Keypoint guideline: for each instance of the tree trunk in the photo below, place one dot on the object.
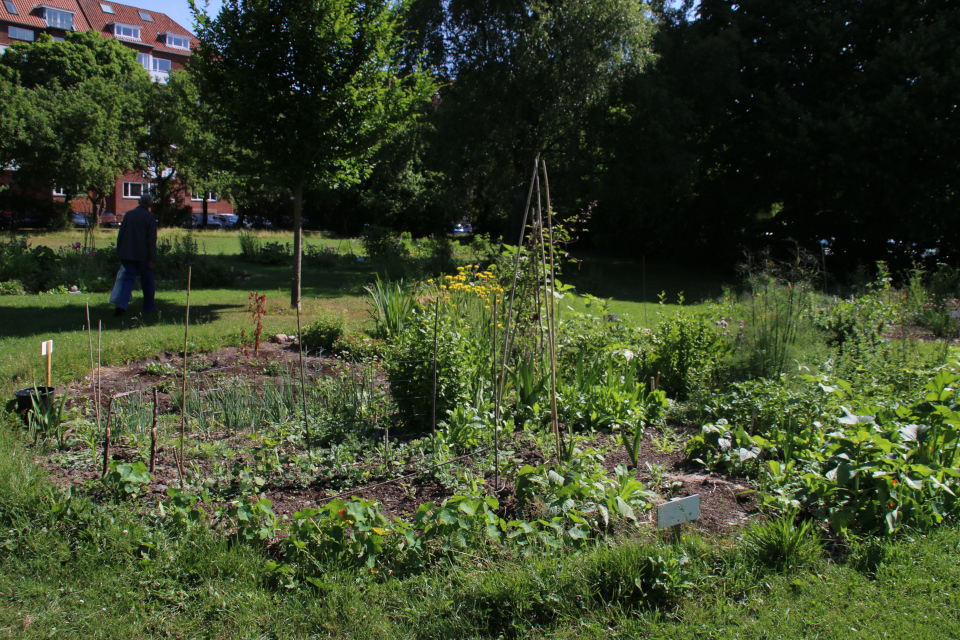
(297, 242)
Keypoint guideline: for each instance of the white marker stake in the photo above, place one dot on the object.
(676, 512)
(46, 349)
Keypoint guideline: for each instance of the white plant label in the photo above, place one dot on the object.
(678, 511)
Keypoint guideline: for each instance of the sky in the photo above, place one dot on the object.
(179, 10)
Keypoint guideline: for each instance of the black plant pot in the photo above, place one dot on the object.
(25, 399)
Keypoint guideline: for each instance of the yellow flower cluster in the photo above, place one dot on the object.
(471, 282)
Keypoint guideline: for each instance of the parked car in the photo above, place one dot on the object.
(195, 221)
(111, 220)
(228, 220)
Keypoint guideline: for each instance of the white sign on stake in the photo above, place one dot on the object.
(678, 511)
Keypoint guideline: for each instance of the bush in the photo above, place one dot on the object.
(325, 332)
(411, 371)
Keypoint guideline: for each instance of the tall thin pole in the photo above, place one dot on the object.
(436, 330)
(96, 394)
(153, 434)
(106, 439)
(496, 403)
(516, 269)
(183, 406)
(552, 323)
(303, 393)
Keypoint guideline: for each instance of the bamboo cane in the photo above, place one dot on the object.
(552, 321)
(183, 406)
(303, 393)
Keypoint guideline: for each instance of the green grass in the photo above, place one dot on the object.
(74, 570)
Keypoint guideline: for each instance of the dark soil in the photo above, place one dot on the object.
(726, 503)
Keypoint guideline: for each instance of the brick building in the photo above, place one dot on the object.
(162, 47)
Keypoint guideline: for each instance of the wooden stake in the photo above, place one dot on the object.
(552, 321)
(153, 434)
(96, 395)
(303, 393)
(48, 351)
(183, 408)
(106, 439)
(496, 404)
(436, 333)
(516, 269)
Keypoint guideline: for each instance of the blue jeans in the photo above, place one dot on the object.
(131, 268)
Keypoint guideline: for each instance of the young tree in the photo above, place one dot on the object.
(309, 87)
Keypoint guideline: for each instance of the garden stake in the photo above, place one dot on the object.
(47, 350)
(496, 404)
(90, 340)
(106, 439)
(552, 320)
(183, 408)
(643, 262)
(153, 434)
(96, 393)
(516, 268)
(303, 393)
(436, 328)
----------------------------------------
**Aim**. Please reproduce all of the records above line for line, leaving out the pictures.

**Answer**.
Keypoint guideline: for each instance of the tree trunk in the photo below, place one dot on the object.
(297, 242)
Keypoint guideline: for each instance of the white marker stake in the photo above, place one dot on the object.
(676, 512)
(46, 349)
Keypoint guideline: for each instance of the white plant label in the photo above, place one dot on the object.
(678, 511)
Keypoint guideline: for each instance of the sky in the photo above, place one dot on the object.
(179, 10)
Keypoint guideline: for each instance of the black plant pot in the photo above, place one dot on the object.
(25, 399)
Keypoint guideline: for each instance of the yellow flower cluster in the photo above, place one dot on the object.
(471, 282)
Keypoint guideline: for each instance of the parked car in the photo above, place one dot on the object.
(195, 221)
(111, 220)
(228, 220)
Keypoint guideline: for each instance of the white sign on stake in the photo above, place one dot on the object.
(678, 511)
Keypoint guideline: for each instance of the bush in the photo above, place one dot on the object.
(325, 332)
(411, 371)
Keypoint guideline: for each instance of the tall thin pole in the photo above, place one dot on the object.
(436, 330)
(96, 394)
(153, 434)
(106, 439)
(496, 403)
(516, 269)
(183, 406)
(552, 323)
(303, 393)
Keypoint guideline: for each instance of the bamboo cane in the photo above, place one dot on the object.
(552, 321)
(183, 406)
(303, 393)
Keypoint guideline: for each instance of the green grass in the photo above, place one dot on the object.
(74, 570)
Keypoint guideline: for each instance of the dark soil in the photo above, place one dot on the object.
(726, 503)
Keypoint guideline: for each instance of the brick building in the photo above, place one dot on the object.
(162, 47)
Keypoint guideline: for each instance of the wooden stake in the photo above, place one dot on the object.
(552, 321)
(153, 434)
(96, 395)
(303, 393)
(48, 351)
(183, 408)
(106, 439)
(496, 404)
(436, 333)
(516, 269)
Keypoint guideline: for each instance of the blue jeans in the photo above, place one dot on the object.
(131, 268)
Keypoint guideline: for each instance of the young tree in the photo above, place one dot on the object.
(309, 87)
Keypoint guideline: for each instance of the garden stake in the photo above, place one dot on the object.
(47, 350)
(496, 404)
(90, 340)
(106, 439)
(552, 320)
(183, 408)
(643, 262)
(153, 434)
(96, 393)
(516, 268)
(303, 393)
(436, 328)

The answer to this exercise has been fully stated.